--- START OF QUOTED TEXT ---

Apr 28, 2025   |   by Catha Mayor & Rusty Spydell

Dartmouth Engineering is combining videoconferencing technology with wifi-enabled robots to enhance the learning experience of students in their online Master of Engineering (MEng) in Computer Engineering program.

"We're excited that we are able to offer online students a 'Thayer-style' team project that allows them to interact with students on campus and work with actual hardware," said Assistant Professor of Engineering and Director of Instructional Labs Michael Kokko, who teaches Distributed Computing in the online MEng program.

Dartmouth online Master of Engineering (MEng) student, Eddy Fabery, shares his experience with the course's unique hands-on approach to learning complex computing theories and their real-world applications. (Video by Rusty Spydell)

Undergraduate engineering students helped design and build the robots that operate using Go programming language code written by the online master's students.

"Each robot communicates over wifi with a dedicated Raspberry Pi computer," explained Kokko. "Students access the 'maze cluster' remotely to download and run the code and can Zoom in to the maze room to interact with me and my TAs during live maze sessions."

The final project presentation and demo event was open to the on-campus community with the online students presenting via Zoom. (Photo by Michael Kokko)

--- END OF QUOTED TEXT ---

◆ **THINGS TO DO**:
**A.** In the article on Dartmouth's online engineering program, what does Dartmouth Engineering aim to achieve by pairing videoconferencing technology with wifi-enabled robots? Answer in one to three sentences.
**B.** Write a continuation of the article on Dartmouth's online engineering program and its maze robots.

--- START OF PROVIDED INFORMATION ---

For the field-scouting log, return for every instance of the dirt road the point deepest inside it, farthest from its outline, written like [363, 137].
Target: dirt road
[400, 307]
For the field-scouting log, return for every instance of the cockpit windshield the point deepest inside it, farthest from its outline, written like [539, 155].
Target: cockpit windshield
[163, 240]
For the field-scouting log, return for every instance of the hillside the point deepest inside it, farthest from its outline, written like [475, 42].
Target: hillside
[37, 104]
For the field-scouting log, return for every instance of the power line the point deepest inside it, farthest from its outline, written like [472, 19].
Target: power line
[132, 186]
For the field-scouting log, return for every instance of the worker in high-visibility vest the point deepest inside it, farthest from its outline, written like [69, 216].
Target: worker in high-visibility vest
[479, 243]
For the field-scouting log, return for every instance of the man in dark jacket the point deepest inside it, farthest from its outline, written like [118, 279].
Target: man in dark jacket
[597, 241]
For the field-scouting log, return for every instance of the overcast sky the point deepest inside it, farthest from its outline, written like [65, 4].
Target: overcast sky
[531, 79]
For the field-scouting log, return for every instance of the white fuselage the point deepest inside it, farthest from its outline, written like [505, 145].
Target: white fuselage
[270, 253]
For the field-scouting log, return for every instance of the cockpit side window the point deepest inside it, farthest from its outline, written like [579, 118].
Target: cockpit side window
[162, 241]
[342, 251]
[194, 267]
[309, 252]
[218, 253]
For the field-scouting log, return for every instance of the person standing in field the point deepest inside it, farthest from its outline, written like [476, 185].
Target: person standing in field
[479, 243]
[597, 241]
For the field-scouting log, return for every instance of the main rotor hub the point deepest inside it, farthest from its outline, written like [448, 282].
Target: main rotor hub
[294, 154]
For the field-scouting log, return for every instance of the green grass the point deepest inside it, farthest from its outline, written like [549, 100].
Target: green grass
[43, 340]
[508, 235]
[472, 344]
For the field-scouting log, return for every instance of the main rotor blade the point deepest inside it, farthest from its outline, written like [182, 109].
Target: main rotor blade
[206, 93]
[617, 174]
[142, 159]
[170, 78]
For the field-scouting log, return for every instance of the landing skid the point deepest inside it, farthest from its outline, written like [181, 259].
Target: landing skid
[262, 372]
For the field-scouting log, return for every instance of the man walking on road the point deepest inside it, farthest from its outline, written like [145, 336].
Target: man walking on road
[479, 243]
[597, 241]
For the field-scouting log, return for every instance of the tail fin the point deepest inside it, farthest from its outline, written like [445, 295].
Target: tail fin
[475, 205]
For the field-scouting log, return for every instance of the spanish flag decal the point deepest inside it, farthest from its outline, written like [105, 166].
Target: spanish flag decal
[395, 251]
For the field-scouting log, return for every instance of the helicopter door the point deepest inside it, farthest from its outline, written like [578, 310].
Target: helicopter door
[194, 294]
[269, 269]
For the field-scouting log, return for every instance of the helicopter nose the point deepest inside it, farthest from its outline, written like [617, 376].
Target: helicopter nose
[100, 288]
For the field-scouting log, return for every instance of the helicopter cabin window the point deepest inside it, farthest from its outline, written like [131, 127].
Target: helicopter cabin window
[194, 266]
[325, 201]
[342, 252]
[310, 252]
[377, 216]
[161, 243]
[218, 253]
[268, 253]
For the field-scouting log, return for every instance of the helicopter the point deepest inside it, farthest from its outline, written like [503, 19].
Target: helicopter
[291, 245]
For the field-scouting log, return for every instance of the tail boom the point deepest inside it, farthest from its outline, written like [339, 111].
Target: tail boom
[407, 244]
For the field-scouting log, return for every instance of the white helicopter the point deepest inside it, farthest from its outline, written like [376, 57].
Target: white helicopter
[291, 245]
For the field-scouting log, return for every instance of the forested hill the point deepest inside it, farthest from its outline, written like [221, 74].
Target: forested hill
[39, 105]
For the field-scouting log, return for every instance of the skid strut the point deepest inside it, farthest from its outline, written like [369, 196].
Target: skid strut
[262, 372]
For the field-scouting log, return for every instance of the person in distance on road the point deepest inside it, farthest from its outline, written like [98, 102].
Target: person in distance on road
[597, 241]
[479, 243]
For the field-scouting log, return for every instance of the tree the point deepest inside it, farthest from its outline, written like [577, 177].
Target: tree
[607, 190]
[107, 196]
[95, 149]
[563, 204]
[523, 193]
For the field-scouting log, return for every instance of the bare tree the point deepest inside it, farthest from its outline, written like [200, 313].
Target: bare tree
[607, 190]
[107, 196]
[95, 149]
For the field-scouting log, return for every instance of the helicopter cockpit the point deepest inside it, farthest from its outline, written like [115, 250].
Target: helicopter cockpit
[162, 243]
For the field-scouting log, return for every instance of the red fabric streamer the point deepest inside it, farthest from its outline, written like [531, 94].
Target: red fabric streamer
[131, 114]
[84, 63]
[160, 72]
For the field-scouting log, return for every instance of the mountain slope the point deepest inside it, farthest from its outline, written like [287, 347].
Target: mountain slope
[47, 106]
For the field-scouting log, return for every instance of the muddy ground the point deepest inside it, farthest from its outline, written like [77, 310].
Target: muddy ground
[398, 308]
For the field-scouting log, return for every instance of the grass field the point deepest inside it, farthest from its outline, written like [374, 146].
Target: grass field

--- END OF PROVIDED INFORMATION ---

◆ **ANSWERS**:
**A.** Dartmouth Engineering pairs videoconferencing technology with wifi-enabled robots to enhance the learning experience of students in its online Master of Engineering (MEng) in Computer Engineering program. According to Michael Kokko, this lets online students take part in a "Thayer-style" team project where they interact with on-campus students and work with actual hardware.

**B.**
The goal is to write code that will fully map an unknown maze. All four robots need to communicate with each other to share information that they sense (i.e. wall locations). The code needs to be robust to server failures, such as if a robot stops working and then restarts. "Essentially, they're applying principles of distributed computing that we've explored throughout the term with short video lectures, guided programming exercises, and two programming labs," said Kokko.

At the start of the term, Kokko provided a maze simulator in Go that the students used to test their distributed maze mapping code, first with a single simulated robot, then with multiple agents. The simulator has a graphical interface that runs on the students' own computers, on the maze cluster in the classroom, and in the Coursera virtual lab Linux environment. "That way we can ensure that everyone in the course has a consistent lab experience regardless of their personal computer hardware, etc," added Kokko.